- **Direction**
Lay out the stretch of items from the start through the line containing "xmin=0 ymin=130 xmax=199 ymax=175" as a two-column CSV with the headers text and answer, one row per item, and include both ends. Put each field in quotation marks and turn any line breaks into spaces.

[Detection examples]
┄┄┄┄┄┄

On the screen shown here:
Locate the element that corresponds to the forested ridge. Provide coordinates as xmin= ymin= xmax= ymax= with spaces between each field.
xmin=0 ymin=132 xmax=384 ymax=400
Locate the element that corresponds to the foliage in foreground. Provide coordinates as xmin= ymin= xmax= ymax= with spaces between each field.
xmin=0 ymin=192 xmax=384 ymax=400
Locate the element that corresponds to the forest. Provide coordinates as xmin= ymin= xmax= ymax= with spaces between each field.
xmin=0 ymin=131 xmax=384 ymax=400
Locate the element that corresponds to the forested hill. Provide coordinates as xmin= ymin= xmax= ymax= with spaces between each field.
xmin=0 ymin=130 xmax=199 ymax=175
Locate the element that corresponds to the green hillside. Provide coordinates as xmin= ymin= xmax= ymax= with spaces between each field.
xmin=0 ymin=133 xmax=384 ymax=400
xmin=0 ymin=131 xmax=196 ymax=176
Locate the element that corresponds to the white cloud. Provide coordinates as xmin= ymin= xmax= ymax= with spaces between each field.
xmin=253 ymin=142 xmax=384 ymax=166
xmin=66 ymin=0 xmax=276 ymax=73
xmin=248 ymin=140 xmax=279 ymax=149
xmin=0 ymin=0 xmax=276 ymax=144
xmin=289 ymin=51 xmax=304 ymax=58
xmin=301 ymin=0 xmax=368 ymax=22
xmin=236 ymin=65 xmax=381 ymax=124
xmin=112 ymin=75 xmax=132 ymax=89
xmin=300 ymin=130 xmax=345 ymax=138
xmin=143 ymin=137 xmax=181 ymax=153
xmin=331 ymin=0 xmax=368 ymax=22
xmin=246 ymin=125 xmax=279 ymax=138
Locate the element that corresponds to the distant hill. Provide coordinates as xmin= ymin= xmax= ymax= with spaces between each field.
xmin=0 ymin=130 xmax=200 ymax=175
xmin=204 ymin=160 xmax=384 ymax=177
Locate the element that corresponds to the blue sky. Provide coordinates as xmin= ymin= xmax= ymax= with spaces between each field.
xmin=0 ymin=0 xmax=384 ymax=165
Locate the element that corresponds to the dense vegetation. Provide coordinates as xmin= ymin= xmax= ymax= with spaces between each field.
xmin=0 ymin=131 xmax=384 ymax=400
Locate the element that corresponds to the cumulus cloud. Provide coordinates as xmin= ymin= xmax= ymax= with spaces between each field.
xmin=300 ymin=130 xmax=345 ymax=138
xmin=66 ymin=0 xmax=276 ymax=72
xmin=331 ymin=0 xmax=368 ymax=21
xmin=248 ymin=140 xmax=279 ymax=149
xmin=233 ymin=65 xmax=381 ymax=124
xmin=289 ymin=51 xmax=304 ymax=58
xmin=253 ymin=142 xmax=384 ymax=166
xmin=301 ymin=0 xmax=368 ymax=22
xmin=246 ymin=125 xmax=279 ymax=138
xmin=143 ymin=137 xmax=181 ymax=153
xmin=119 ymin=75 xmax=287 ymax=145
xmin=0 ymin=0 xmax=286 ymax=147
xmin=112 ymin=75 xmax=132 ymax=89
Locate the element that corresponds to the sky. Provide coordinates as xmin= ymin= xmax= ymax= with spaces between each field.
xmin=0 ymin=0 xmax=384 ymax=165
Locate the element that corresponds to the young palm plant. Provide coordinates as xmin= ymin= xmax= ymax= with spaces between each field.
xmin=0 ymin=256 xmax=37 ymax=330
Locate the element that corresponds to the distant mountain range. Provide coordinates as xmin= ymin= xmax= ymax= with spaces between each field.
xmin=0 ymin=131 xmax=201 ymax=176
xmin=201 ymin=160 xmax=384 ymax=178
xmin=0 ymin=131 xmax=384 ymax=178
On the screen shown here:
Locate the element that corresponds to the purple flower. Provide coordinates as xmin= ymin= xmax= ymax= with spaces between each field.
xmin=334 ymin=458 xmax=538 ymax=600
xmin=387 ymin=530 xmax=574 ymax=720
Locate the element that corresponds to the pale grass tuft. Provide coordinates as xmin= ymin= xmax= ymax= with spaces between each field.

┄┄┄┄┄┄

- **Answer in full**
text,answer
"On the screen shown here: Locate the element that corresponds to the forested ridge. Provide coordinates as xmin= ymin= xmax= ymax= with spaces between each field.","xmin=0 ymin=132 xmax=384 ymax=400"
"Locate the element that corresponds to the foliage in foreground. Provide coordinates as xmin= ymin= xmax= ymax= with spaces between each field.","xmin=0 ymin=192 xmax=384 ymax=400"
"Locate the element that corresponds to the forest. Provide coordinates as xmin= ymin= xmax= ymax= with spaces between each field.","xmin=0 ymin=131 xmax=384 ymax=400"
"Locate the element that corresponds to the forested hill. Provide coordinates as xmin= ymin= xmax= ymax= with spaces between each field.","xmin=0 ymin=130 xmax=199 ymax=175"